Brief
Could you copy, word for word, only the lines from the one containing "Could you please indicate the green" through the last line of the records below, both included?

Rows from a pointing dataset
******

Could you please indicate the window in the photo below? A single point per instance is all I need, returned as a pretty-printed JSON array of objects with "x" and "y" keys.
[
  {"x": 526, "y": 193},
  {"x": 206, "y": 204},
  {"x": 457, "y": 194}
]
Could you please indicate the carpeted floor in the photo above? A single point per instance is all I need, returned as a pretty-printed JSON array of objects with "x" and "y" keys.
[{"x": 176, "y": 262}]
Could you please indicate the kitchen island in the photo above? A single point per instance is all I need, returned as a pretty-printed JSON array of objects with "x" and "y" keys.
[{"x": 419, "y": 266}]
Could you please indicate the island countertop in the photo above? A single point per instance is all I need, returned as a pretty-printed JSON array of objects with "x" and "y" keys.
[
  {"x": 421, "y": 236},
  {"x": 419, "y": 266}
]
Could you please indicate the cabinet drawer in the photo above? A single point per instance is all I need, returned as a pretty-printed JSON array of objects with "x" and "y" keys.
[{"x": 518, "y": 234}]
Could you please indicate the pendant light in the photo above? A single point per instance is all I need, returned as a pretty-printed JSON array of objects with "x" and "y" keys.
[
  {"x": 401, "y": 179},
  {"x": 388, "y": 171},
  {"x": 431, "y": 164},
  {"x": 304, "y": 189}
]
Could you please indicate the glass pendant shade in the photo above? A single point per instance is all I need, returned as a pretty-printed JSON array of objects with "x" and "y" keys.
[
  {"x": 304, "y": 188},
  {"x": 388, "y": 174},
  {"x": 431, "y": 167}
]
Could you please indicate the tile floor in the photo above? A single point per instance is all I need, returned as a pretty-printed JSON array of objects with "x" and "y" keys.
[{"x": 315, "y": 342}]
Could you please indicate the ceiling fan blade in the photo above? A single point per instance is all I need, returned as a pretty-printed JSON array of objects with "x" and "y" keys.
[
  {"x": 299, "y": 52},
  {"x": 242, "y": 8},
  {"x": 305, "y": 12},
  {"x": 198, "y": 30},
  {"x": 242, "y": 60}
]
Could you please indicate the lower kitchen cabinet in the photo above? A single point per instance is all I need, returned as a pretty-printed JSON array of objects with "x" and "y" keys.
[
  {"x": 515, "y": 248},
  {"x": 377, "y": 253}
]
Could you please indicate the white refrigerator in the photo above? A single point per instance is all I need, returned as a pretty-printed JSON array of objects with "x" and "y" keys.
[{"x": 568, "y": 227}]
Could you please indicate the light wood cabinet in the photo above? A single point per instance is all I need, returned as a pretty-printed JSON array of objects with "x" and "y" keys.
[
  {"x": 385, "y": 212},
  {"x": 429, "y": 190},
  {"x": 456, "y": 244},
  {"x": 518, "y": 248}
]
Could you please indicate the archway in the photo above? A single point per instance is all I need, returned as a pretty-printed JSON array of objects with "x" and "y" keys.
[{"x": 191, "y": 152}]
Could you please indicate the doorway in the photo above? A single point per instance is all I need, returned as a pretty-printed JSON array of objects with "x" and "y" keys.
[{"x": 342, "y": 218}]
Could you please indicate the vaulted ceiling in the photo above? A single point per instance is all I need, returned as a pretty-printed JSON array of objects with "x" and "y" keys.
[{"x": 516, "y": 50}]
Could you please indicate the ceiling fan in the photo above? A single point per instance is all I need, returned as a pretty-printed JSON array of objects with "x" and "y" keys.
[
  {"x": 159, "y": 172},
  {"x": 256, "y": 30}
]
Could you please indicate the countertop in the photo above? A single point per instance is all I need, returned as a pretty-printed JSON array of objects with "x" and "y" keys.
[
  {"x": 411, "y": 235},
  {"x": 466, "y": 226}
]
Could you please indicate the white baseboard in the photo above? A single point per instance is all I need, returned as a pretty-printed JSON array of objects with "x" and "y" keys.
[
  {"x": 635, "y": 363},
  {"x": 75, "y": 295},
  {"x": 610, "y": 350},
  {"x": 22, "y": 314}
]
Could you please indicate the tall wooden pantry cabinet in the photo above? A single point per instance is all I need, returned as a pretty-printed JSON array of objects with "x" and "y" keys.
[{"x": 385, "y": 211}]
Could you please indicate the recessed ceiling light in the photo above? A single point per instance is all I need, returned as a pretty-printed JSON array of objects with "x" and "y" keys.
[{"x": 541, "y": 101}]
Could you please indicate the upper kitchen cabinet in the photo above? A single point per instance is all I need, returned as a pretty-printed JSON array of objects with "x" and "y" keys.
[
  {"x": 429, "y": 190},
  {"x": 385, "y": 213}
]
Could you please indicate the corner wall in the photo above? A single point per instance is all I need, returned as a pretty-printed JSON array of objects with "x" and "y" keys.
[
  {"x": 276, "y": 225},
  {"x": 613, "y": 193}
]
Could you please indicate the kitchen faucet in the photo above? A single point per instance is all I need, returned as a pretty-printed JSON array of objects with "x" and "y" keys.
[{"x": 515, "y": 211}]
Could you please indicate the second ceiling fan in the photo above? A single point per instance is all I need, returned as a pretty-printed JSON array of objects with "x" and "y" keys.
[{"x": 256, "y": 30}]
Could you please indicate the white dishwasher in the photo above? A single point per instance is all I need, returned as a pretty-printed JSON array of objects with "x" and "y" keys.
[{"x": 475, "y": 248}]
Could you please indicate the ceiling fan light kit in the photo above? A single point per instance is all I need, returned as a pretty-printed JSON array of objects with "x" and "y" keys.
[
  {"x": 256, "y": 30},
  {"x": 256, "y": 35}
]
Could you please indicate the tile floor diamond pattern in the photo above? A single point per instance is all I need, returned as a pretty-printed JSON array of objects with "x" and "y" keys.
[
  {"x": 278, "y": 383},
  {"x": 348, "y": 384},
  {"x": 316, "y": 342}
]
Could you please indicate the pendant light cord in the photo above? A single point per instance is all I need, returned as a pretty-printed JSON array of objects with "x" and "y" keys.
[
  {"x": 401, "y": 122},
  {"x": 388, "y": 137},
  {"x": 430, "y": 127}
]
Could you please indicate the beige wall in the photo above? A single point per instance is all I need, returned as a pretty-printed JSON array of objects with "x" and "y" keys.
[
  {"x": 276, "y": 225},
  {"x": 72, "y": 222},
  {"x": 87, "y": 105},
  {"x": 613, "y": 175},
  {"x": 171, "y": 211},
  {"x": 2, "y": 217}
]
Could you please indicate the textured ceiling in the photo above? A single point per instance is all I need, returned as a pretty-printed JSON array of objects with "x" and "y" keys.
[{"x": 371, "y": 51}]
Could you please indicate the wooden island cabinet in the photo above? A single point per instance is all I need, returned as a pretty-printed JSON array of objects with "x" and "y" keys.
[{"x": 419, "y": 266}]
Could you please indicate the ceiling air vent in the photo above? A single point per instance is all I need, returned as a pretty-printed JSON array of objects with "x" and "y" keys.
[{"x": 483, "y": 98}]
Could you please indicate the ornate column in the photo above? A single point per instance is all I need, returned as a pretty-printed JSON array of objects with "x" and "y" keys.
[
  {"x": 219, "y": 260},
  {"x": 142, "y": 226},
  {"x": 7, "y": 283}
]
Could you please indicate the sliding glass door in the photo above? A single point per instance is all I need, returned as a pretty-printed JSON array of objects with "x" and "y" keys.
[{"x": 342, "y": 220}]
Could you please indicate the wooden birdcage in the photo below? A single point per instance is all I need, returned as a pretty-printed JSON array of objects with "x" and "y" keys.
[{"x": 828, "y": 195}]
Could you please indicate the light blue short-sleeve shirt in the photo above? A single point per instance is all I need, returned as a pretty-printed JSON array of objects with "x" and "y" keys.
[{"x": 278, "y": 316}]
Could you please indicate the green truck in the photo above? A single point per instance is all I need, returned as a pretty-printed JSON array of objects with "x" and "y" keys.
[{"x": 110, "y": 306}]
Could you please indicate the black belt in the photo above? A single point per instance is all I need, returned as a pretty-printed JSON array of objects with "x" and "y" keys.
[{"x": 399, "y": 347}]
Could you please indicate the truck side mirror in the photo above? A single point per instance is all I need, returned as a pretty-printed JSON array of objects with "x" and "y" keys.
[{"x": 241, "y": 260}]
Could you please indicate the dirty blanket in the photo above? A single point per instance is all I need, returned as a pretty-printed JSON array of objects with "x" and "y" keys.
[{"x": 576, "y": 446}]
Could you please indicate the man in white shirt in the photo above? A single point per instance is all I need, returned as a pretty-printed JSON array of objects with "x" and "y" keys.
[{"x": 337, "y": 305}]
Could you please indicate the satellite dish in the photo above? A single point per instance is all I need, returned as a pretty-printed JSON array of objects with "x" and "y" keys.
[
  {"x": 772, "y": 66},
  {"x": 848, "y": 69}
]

******

Answer
Could you please indicate the green truck in the photo above? A single point per instance is all I need, returned as a pretty-printed JSON array of objects with "x" and "y" keys.
[{"x": 110, "y": 306}]
Could you please indicate the black belt in the photo above? A single point per instance is all I need, returned as a pretty-printed JSON array of objects with "x" and "y" keys.
[{"x": 399, "y": 347}]
Could you please indicate the truck side mirror in the photo above? A single point per instance is all I need, returned as a pretty-printed JSON array of objects with "x" and "y" keys.
[{"x": 241, "y": 260}]
Could you please indicate the dirty blanket in the photo above? A single point per instance is all I need, returned as a pretty-printed JSON array of objects with "x" and "y" keys.
[{"x": 576, "y": 446}]
Could you please indicate the man in white shirt in the photo above? A single point per instance is all I need, returned as a pretty-printed JSON array of objects with "x" and "y" keys.
[{"x": 337, "y": 305}]
Could you please indicate the satellite dish in the photo above? A single point per instance is all I need, returned as a pretty-printed JSON array of objects with "x" and "y" keys.
[
  {"x": 772, "y": 66},
  {"x": 848, "y": 69}
]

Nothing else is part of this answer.